** START OF Provided passage **

CHAPTER THREE
The first dark cloud appeared just about three weeks after I signed up with AT&T. Somewhere during the week of the 20th of April I received an invoice. The closing date was April 15th, which meant it reflected two weeks of activity under our “old” relationship, and two weeks under the new agreement.
As background, let me explain that we often make a lot of phone calls each month….a few thousand in a slow month, over 10,000 when it’s busy. Consequently, a major concern for me is the cost of each phone call, which is, in turn, driven by two factors. The first is the per-minute rate, which is pretty self-explanatory, and the second is the incremental billing unit. We produce a lot of short phone calls – get a machine and hang up – so the latter is fairly important. My deal with AT&T was for just $.05 per minute, billed in ten-second increments. Simple. Right?
So, my April bill arrived and I was instantly greeted with a list of calls, a couple of pages worth, the detail of which showed they had been billed at $.56 per minute (not $.05) with an incremental billing unit of a full sixty seconds (not ten seconds). Not quite the deal I had been sold, or agreed to.
Oddly, the incorrect cost appeared on only two days of the billing period; April 13th and 14th. There was something decidedly strange about that, in that they had it right for two weeks, and then started getting it wrong. To this day I’ve not been given a plausible explanation as to what happened, or why, but this much is perfectly clear – someone at AT&T changed something on April 13th, and as a result my costs for a couple of days went up by a factor of more than ten. Not a bad deal for AT&T, but not the sort of thing that’s likely to go unnoticed.
Well, not by me anyway. I can’t speak for other people.
Because the damage was limited to only two days of the billing period, it wasn’t life-changing money we were talking about – only $84.00 – but if it continued for weeks, months or years……well, like Everett Dirkson once said, a billion here, a billion there, and pretty soon you’re talking about real money.

** END OF Provided passage **

### Required work
Give back the part of the chapter between "As background, let" and "or agreed to.", inclusive, swapping "incremental billing unit" for "billing increment" everywhere it appears. The rows come from another source, not from the chapter.

** START OF Material **

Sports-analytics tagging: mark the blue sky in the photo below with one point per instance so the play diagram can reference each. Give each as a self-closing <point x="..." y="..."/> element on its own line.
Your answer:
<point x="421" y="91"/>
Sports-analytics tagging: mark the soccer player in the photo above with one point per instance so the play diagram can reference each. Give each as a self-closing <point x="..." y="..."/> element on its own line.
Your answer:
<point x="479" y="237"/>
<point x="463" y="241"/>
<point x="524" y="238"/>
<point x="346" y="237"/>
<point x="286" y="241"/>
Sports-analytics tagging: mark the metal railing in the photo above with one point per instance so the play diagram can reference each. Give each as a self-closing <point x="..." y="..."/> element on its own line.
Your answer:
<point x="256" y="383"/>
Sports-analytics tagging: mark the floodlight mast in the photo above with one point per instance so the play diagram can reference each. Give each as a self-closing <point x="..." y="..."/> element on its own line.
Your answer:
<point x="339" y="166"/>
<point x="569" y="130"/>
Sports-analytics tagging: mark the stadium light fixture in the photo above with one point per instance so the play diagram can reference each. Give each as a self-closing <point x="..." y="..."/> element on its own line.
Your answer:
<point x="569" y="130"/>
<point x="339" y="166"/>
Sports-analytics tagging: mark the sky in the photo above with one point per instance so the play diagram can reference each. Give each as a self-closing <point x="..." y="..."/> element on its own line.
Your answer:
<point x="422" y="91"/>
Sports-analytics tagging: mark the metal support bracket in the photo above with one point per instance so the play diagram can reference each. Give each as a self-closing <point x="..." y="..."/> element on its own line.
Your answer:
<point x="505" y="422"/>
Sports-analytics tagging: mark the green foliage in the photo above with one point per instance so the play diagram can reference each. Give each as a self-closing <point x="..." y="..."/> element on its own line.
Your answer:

** END OF Material **

### Completed task
As background, let me explain that we often make a lot of phone calls each month….a few thousand in a slow month, over 10,000 when it’s busy. Consequently, a major concern for me is the cost of each phone call, which is, in turn, driven by two factors. The first is the per-minute rate, which is pretty self-explanatory, and the second is the billing increment. We produce a lot of short phone calls – get a machine and hang up – so the latter is fairly important. My deal with AT&T was for just $.05 per minute, billed in ten-second increments. Simple. Right?
So, my April bill arrived and I was instantly greeted with a list of calls, a couple of pages worth, the detail of which showed they had been billed at $.56 per minute (not $.05) with an billing increment of a full sixty seconds (not ten seconds). Not quite the deal I had been sold, or agreed to.